**元の文章:**
_ _ _

読み鍋屋

杓子を逃げしものや何

リリィズのライブを観に行った話

はじめに

帰り道にはいつも夏の終わりの匂いがする。夏の終わりの匂い漂う道中に私はこの文章を書き始めた。

私が好きなバンド、リリィズが結成10周年を迎え、3枚目のミニアルバムをリリースした。一昨日その記念ライブが京都の西院ネガポジで開催され、私はそれに参加した。このコロナ禍に見舞われてから2年、基本的に私の住む県外で行われるイベントは他人事として楽しそうだなあと指をくわえていた。でも想像していたより感染者数が抑えられていた状態が続いた。ライブの報せを受けて3週間が経ち、ライブを10日後くらいに控えたころ、眠れない晩に、ひょっとしたらこのライブを観に行けるのではないか?と思い、目覚めてからその日のうちにライブと飛行機のチケットを予約した。

_ _ _

**データの行:**
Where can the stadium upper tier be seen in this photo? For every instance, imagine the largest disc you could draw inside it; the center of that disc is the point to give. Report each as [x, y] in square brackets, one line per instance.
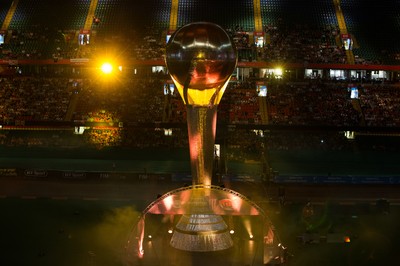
[293, 31]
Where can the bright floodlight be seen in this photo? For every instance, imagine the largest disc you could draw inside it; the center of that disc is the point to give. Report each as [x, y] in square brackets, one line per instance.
[106, 68]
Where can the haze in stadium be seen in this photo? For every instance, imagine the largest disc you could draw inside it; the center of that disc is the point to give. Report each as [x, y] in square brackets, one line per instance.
[306, 152]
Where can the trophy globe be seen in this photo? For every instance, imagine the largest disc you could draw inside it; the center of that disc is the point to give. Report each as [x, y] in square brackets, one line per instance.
[201, 58]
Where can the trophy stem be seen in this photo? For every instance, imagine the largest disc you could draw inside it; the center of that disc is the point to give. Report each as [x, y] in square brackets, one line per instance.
[201, 122]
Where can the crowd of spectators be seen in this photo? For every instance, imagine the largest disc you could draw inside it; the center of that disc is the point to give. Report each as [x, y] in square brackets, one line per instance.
[143, 99]
[283, 44]
[33, 99]
[311, 103]
[303, 44]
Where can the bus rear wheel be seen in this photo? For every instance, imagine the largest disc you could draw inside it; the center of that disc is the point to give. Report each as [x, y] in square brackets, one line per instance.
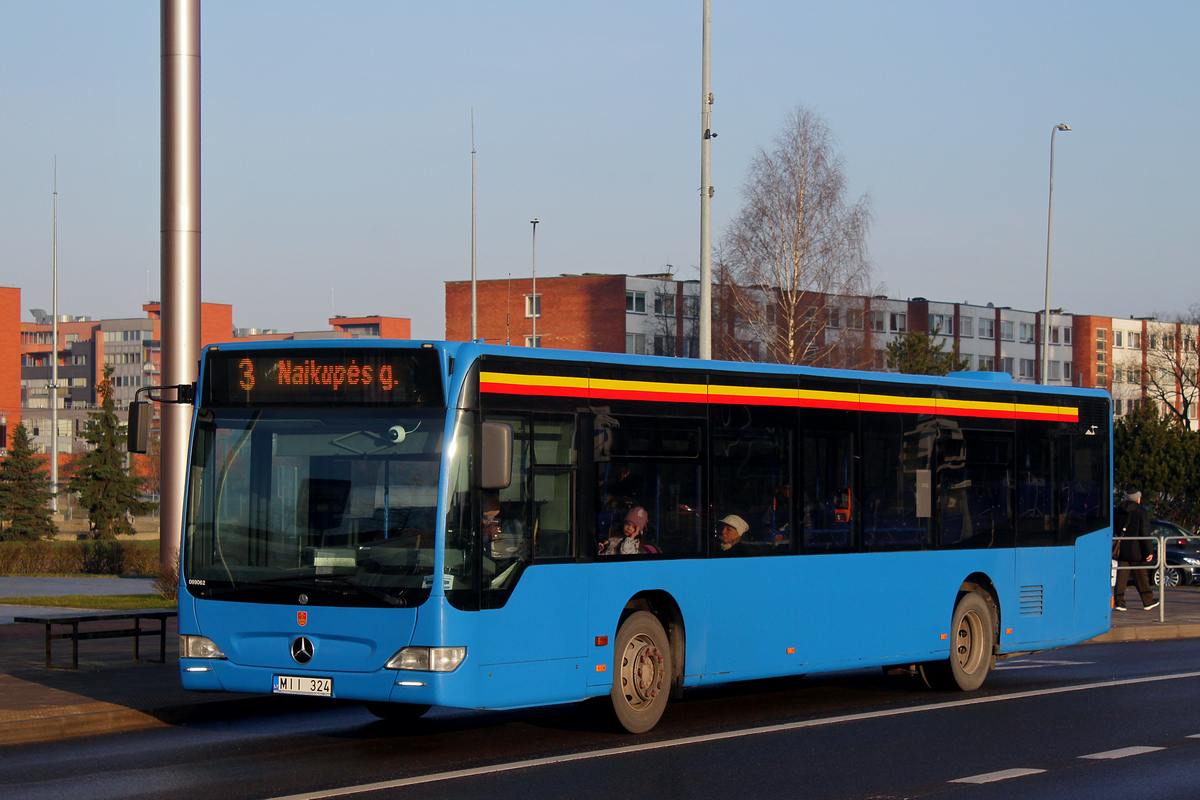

_ _ _

上のリリィズのライブに行った文章を、「リリィズのライブを観に行った話」という語句のあるところから始め、「飛行機のチケットを予約した。」の後で止めて、一字も変えずに書き写してください。

**完成した解答:**
リリィズのライブを観に行った話

はじめに

帰り道にはいつも夏の終わりの匂いがする。夏の終わりの匂い漂う道中に私はこの文章を書き始めた。

私が好きなバンド、リリィズが結成10周年を迎え、3枚目のミニアルバムをリリースした。一昨日その記念ライブが京都の西院ネガポジで開催され、私はそれに参加した。このコロナ禍に見舞われてから2年、基本的に私の住む県外で行われるイベントは他人事として楽しそうだなあと指をくわえていた。でも想像していたより感染者数が抑えられていた状態が続いた。ライブの報せを受けて3週間が経ち、ライブを10日後くらいに控えたころ、眠れない晩に、ひょっとしたらこのライブを観に行けるのではないか?と思い、目覚めてからその日のうちにライブと飛行機のチケットを予約した。